Your assignment:
Starting at the words "180 points by" and stopping after "is with that?", copy out the Bash strict mode thread with every "IFS" switched to "the internal field separator".

Source passage:
Hacker News new | past | comments | ask | show | jobs | submit login
Use the Unofficial Bash Strict Mode (Unless You Love Debugging) (redsymbol.net)
180 points by gkst on March 18, 2016 | hide | past | favorite | 57 comments



The article is dangerously wrong in its discussion of IFS.

What you should do to avoid the problem of mishandling spaces is use proper quoting (for i in "$@"; do ...), not changing IFS; setting IFS to \n\t will still break embedded tabs and newlines.

In general, in bash scripts any of use of $ should always be between double quotes unless you have a reason to do otherwise.


Seconded. It is quite off mark. This will break code which depends on splitting, like when you have a some variable called FOO_FLAG which contains "--blah arg" that's supposed to expand to two arguments. Observing proper quoting is the way (except for internal data representations that you can guarantee not to have spaces).

And also, the newline and tab is not explained! What is with that?

"We don't want accidental field splitting of interpolated expansions on spaces, ... but we do want it on embedded tabs or newlines?"

Huh?

If you don't want field splitting, set IFS to empty! (And then you don't need the dollar sign Bash extension for \t and \n):

   $ VAR="a b c d"

Record set:
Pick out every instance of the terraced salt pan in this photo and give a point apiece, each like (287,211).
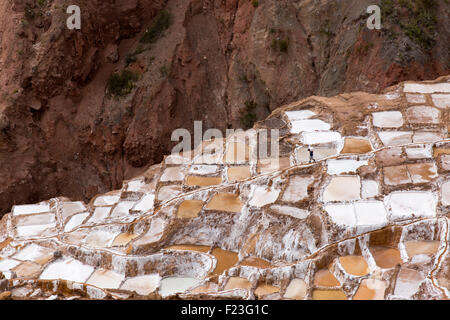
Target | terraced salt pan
(341,214)
(100,213)
(423,114)
(122,209)
(173,285)
(405,204)
(426,88)
(36,219)
(441,100)
(290,211)
(296,290)
(395,138)
(370,213)
(345,188)
(299,114)
(408,282)
(30,208)
(426,137)
(263,195)
(419,152)
(369,189)
(388,119)
(142,285)
(107,200)
(36,230)
(106,279)
(75,221)
(445,193)
(203,169)
(70,208)
(67,269)
(168,192)
(8,264)
(319,137)
(415,98)
(99,239)
(35,253)
(354,265)
(309,125)
(145,204)
(345,165)
(297,188)
(153,234)
(173,174)
(371,289)
(361,213)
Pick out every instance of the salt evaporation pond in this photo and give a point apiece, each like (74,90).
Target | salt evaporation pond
(173,285)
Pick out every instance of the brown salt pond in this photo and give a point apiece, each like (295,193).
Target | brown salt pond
(265,289)
(225,202)
(225,260)
(414,248)
(329,295)
(386,258)
(296,290)
(237,152)
(256,262)
(353,145)
(238,173)
(189,209)
(123,239)
(237,283)
(354,265)
(324,278)
(189,247)
(203,181)
(370,289)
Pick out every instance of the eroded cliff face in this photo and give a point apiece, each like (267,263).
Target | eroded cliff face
(63,134)
(368,219)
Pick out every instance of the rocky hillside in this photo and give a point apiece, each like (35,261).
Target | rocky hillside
(368,219)
(82,110)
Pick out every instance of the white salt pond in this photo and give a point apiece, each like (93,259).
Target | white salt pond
(369,189)
(405,204)
(36,230)
(145,204)
(297,189)
(441,100)
(172,174)
(319,137)
(344,188)
(106,279)
(290,211)
(309,125)
(142,285)
(395,138)
(34,252)
(344,165)
(387,119)
(8,264)
(67,269)
(263,195)
(173,285)
(299,114)
(30,208)
(107,200)
(75,221)
(203,169)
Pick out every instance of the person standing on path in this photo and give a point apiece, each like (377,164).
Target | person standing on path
(311,155)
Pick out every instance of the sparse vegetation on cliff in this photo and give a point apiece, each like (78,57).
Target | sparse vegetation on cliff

Solution below:
180 points by gkst on March 18, 2016 | hide | past | favorite | 57 comments



The article is dangerously wrong in its discussion of the internal field separator.

What you should do to avoid the problem of mishandling spaces is use proper quoting (for i in "$@"; do ...), not changing the internal field separator; setting the internal field separator to \n\t will still break embedded tabs and newlines.

In general, in bash scripts any of use of $ should always be between double quotes unless you have a reason to do otherwise.


Seconded. It is quite off mark. This will break code which depends on splitting, like when you have a some variable called FOO_FLAG which contains "--blah arg" that's supposed to expand to two arguments. Observing proper quoting is the way (except for internal data representations that you can guarantee not to have spaces).

And also, the newline and tab is not explained! What is with that?